Task directions: Gather all lines in the entries that include the word "clouds".

(Point localization data)

BEGIN

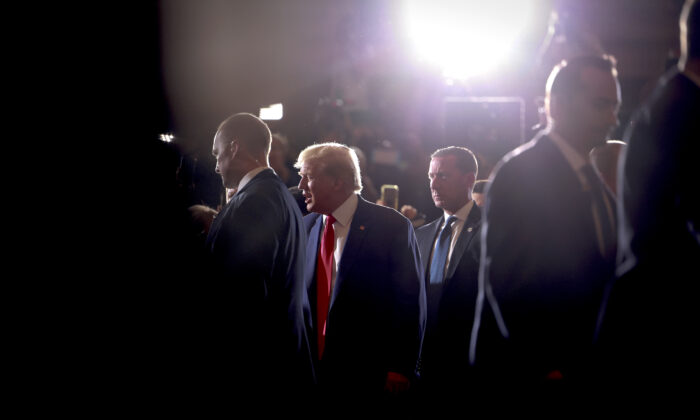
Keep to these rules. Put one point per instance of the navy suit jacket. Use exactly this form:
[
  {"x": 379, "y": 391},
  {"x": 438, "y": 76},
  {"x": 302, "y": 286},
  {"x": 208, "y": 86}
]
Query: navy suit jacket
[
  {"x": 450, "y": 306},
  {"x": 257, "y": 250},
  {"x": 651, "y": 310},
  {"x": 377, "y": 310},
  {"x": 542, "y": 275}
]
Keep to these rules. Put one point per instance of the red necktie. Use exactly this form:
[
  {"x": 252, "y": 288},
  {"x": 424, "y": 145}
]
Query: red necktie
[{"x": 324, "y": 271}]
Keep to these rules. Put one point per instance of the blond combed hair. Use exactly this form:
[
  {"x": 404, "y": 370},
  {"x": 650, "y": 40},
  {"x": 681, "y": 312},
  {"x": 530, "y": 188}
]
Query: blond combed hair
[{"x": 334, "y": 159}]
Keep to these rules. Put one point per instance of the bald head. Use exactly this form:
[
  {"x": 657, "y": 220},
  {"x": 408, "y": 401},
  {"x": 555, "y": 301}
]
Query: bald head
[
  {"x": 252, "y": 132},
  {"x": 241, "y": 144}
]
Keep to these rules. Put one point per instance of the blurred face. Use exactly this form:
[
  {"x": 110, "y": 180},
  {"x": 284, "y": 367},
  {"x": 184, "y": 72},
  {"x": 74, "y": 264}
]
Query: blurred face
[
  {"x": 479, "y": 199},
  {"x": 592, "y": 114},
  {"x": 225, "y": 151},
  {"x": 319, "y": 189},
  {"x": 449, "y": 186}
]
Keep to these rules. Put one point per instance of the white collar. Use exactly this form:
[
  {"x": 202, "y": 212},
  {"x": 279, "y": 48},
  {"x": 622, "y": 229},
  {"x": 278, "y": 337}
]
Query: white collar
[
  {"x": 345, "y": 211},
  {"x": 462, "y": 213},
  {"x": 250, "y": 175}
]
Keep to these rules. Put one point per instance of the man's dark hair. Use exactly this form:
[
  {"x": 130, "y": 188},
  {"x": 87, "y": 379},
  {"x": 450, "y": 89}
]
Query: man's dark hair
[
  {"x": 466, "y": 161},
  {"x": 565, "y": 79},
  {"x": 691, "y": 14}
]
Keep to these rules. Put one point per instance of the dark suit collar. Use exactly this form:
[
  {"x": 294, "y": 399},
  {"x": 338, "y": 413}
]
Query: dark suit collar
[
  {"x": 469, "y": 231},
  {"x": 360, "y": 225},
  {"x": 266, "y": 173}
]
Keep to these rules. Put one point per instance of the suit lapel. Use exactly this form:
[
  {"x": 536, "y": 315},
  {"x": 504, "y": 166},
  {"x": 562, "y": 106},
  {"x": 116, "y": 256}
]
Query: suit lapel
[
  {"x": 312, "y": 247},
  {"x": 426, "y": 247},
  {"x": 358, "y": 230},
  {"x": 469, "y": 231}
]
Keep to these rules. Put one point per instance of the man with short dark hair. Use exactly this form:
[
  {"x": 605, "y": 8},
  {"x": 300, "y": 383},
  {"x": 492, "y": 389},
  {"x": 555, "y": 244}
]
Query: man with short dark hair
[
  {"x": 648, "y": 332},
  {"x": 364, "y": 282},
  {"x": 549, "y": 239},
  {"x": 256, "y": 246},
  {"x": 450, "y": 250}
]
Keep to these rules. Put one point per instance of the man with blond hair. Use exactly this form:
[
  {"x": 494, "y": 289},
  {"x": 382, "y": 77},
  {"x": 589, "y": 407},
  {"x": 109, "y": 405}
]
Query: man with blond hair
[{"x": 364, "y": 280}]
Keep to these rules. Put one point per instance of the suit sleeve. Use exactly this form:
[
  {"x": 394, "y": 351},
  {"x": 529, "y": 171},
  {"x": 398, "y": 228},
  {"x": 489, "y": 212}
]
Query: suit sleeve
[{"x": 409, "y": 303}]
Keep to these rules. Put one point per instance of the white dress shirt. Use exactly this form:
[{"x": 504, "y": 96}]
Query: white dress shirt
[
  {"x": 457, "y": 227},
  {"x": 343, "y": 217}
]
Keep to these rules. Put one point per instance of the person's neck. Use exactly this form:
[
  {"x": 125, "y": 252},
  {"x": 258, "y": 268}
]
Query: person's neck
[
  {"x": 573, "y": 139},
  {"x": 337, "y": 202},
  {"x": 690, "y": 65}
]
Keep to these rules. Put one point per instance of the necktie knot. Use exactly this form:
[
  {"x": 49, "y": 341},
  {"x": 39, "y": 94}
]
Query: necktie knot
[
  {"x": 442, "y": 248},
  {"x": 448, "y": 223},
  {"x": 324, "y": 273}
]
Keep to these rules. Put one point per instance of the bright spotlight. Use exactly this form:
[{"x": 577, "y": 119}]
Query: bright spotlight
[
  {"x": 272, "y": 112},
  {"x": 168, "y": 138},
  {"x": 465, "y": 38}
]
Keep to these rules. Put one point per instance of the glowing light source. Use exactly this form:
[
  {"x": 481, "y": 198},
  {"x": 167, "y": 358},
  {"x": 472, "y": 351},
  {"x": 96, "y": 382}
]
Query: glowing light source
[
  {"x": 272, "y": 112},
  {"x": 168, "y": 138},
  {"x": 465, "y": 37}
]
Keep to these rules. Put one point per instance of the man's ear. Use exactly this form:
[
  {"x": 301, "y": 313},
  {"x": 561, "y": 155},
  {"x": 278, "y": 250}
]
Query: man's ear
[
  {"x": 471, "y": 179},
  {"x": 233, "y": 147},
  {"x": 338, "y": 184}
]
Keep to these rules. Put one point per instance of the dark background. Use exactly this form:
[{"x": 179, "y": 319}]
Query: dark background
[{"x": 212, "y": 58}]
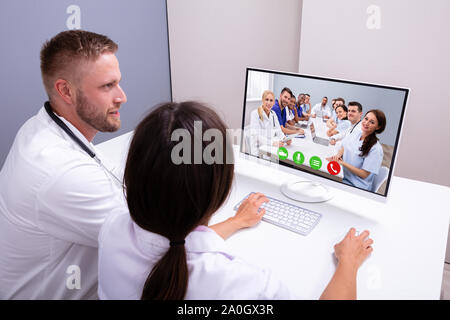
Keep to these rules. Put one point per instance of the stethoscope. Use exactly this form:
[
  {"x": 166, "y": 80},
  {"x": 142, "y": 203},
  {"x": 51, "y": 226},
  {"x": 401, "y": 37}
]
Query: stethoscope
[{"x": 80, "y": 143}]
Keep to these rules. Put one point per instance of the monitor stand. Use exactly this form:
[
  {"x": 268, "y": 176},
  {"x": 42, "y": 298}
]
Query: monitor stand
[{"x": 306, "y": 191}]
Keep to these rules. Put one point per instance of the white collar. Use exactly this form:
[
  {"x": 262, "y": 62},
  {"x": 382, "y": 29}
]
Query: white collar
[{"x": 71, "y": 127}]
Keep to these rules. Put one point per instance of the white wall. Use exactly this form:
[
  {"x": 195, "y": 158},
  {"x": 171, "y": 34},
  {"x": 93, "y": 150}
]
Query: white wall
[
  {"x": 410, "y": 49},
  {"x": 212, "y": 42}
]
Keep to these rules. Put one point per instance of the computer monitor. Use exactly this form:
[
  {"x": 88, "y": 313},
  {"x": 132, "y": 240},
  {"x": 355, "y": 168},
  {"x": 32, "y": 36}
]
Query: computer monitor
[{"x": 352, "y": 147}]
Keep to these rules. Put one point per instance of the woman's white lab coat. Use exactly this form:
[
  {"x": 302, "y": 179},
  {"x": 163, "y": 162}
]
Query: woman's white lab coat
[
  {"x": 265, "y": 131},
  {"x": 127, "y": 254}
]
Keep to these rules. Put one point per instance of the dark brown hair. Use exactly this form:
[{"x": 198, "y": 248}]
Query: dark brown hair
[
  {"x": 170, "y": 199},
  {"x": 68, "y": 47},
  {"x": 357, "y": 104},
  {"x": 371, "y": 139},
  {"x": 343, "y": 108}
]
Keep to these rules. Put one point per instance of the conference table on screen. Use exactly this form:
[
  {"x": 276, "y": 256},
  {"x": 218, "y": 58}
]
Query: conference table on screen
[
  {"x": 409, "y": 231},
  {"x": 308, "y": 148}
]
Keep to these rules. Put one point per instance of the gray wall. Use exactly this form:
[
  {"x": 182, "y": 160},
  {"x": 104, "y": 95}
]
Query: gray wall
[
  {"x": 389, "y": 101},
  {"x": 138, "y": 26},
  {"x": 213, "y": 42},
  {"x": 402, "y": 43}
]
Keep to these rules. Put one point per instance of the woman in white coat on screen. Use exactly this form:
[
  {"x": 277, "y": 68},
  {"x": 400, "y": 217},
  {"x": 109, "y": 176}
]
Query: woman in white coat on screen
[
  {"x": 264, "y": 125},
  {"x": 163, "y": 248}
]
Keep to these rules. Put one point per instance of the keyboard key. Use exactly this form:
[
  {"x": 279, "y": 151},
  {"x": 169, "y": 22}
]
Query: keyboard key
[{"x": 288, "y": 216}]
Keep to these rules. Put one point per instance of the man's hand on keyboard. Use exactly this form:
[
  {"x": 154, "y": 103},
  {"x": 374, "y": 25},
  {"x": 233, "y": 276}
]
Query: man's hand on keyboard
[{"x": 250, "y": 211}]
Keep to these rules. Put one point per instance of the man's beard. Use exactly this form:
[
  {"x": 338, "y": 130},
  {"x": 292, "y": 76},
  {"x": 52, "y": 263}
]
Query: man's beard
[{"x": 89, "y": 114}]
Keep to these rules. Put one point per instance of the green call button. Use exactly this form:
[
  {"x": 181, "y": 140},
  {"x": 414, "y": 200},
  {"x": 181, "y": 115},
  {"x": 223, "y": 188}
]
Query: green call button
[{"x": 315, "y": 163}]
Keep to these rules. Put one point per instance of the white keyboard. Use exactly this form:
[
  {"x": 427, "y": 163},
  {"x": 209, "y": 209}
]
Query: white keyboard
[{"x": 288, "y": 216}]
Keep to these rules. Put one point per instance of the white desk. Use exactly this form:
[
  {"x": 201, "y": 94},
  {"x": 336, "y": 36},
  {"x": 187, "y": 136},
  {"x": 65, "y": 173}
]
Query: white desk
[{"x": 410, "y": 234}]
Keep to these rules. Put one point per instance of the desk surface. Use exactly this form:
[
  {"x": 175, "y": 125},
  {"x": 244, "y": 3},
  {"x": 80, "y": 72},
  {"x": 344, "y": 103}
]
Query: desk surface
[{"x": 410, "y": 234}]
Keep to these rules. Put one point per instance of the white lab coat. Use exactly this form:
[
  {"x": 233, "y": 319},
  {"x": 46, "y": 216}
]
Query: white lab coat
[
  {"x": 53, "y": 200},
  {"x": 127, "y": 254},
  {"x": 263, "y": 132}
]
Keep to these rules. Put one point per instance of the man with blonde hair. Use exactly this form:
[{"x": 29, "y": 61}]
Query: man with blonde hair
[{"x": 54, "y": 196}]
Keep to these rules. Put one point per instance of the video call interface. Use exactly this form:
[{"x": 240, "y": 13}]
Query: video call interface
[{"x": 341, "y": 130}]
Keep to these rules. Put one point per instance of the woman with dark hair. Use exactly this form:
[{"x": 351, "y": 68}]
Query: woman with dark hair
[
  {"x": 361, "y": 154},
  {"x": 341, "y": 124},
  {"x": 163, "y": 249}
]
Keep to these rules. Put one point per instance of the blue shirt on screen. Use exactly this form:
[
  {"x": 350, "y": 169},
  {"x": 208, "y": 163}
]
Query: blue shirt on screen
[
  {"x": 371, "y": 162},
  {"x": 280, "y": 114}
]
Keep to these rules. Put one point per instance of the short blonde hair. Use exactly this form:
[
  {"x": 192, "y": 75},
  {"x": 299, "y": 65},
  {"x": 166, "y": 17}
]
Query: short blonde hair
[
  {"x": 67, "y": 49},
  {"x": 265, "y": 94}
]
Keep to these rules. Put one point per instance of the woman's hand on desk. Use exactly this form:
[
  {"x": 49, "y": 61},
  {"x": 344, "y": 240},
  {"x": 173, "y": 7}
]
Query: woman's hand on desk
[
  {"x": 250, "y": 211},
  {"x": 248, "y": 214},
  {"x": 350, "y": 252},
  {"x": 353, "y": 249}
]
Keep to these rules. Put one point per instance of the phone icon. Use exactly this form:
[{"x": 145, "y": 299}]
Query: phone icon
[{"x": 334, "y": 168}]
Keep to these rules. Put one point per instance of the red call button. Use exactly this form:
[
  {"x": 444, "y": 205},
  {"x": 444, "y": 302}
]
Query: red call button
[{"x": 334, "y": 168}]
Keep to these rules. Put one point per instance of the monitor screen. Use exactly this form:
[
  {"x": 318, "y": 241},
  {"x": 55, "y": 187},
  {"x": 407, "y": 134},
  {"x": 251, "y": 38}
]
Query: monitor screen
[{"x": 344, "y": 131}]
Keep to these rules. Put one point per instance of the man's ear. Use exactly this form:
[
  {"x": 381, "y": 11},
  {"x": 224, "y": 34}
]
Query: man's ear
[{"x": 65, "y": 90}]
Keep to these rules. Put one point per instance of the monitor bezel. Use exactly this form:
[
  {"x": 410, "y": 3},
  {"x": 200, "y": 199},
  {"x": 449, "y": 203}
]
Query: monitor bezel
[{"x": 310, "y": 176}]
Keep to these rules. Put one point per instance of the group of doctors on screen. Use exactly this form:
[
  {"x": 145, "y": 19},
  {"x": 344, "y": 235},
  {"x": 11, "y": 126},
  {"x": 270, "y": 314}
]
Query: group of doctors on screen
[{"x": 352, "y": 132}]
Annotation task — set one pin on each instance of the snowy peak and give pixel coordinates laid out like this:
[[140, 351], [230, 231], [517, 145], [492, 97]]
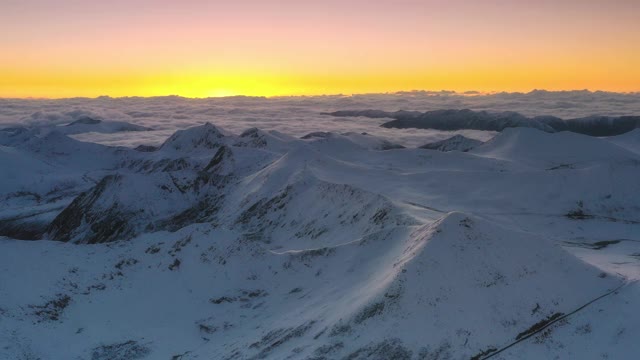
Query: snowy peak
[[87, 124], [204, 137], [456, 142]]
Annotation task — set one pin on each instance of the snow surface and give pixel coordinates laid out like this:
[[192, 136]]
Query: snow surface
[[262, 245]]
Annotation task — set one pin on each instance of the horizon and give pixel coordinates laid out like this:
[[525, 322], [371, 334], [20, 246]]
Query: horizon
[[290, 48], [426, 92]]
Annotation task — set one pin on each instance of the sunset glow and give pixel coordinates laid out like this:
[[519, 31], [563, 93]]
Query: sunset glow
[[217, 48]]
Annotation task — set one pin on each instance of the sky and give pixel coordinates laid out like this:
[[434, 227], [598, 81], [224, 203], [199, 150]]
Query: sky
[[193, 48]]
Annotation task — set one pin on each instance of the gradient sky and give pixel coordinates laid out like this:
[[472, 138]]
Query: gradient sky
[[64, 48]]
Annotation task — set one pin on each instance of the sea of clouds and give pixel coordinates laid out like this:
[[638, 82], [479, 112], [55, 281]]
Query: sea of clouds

END

Reply to the exercise:
Annotation task — set one pin on each instance of the sea of clouds and give pixel coordinates laid out like this:
Query: sea of clouds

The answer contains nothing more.